Written exercise:
Which lines of the material contain the string "green"? Copy out each of them in full.

• • • • • • •

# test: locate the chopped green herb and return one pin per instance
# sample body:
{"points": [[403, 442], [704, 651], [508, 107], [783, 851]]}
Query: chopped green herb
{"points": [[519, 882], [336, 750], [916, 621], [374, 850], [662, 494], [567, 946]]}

• • • • • • •

Result of the exercise:
# test: locate the chopped green herb and return one pin per instance
Query: chopped green herb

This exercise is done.